Look for "dark" in each line of the entries, and return the matching lines.
[[ Data for processing, beginning ]]
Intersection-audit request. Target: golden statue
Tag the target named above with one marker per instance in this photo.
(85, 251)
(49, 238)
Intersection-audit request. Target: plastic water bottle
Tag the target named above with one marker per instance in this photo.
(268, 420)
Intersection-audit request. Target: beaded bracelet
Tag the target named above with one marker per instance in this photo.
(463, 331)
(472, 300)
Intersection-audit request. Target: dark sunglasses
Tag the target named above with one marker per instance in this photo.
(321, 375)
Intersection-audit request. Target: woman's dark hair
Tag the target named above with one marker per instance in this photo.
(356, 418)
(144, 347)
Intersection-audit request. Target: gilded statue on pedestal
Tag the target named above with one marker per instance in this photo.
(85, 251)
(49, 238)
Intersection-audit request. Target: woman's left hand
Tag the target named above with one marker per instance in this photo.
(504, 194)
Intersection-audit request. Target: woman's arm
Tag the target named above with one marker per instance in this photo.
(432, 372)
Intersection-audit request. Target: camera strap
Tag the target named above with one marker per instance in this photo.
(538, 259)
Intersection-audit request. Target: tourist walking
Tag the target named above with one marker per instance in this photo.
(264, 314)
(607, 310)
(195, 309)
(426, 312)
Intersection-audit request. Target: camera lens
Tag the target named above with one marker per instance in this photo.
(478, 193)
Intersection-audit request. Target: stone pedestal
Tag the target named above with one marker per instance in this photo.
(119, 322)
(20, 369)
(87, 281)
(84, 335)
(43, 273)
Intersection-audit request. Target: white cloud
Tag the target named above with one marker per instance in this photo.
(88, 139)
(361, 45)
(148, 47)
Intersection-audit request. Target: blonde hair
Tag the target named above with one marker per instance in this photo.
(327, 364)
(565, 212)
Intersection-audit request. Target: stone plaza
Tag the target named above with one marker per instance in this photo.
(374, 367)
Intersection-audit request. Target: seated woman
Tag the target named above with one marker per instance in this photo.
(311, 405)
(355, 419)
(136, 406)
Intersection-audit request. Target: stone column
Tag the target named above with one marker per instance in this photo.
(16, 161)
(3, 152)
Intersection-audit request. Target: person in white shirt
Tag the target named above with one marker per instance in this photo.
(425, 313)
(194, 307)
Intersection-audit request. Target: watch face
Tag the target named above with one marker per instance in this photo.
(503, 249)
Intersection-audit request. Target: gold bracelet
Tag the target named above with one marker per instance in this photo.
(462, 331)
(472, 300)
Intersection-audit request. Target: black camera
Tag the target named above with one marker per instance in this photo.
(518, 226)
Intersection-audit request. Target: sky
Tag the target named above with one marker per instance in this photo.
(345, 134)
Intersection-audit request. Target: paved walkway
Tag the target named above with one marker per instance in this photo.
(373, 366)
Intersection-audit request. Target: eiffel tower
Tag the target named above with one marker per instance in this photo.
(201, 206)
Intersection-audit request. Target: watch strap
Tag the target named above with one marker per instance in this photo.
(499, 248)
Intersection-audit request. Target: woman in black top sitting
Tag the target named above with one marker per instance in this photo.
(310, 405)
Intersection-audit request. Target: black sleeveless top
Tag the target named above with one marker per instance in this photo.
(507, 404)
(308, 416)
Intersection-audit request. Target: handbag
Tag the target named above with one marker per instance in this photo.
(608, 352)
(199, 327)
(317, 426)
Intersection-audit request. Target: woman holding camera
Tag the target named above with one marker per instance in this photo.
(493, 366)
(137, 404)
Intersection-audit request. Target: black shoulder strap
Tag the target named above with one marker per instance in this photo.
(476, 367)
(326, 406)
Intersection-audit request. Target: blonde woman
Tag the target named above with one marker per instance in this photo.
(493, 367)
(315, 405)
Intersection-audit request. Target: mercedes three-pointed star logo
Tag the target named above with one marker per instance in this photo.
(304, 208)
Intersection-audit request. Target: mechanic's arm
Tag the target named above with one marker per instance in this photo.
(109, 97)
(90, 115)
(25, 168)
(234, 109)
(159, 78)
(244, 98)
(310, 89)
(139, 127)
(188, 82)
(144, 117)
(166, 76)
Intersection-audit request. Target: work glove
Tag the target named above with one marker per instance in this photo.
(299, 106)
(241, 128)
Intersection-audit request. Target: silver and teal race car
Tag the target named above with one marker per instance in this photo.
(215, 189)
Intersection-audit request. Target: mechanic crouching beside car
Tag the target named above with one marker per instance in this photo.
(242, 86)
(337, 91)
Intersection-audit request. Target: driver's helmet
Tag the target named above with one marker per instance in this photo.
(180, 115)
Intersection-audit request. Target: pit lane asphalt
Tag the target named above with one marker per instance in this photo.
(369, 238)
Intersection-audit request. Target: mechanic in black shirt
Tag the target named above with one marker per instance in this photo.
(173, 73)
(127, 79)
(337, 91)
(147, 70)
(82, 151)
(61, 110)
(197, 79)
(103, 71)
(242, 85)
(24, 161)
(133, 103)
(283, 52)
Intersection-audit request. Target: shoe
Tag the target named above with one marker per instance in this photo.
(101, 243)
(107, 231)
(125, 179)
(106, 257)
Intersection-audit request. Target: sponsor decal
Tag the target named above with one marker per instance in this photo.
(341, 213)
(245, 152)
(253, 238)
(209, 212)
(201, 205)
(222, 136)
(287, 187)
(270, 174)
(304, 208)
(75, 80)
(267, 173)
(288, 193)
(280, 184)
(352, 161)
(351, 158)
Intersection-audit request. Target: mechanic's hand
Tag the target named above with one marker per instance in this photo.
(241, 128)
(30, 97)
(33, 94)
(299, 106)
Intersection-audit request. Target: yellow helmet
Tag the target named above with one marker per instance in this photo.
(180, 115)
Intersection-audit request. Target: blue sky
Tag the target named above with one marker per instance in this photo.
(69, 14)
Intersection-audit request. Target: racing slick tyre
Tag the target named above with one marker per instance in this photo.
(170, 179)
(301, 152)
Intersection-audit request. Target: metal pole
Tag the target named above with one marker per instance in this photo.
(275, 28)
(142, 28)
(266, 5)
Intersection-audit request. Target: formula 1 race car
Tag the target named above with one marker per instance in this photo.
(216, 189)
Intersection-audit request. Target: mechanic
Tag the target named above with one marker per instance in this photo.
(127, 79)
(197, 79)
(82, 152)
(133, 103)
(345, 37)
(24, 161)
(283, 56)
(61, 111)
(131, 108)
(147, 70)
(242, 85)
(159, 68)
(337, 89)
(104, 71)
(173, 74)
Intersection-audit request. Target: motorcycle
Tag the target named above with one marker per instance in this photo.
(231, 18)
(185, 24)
[[ Data for processing, end ]]
[Response]:
Intersection-audit request. Target: dark sunglasses
Intersection-audit request. Target: woman's dark hair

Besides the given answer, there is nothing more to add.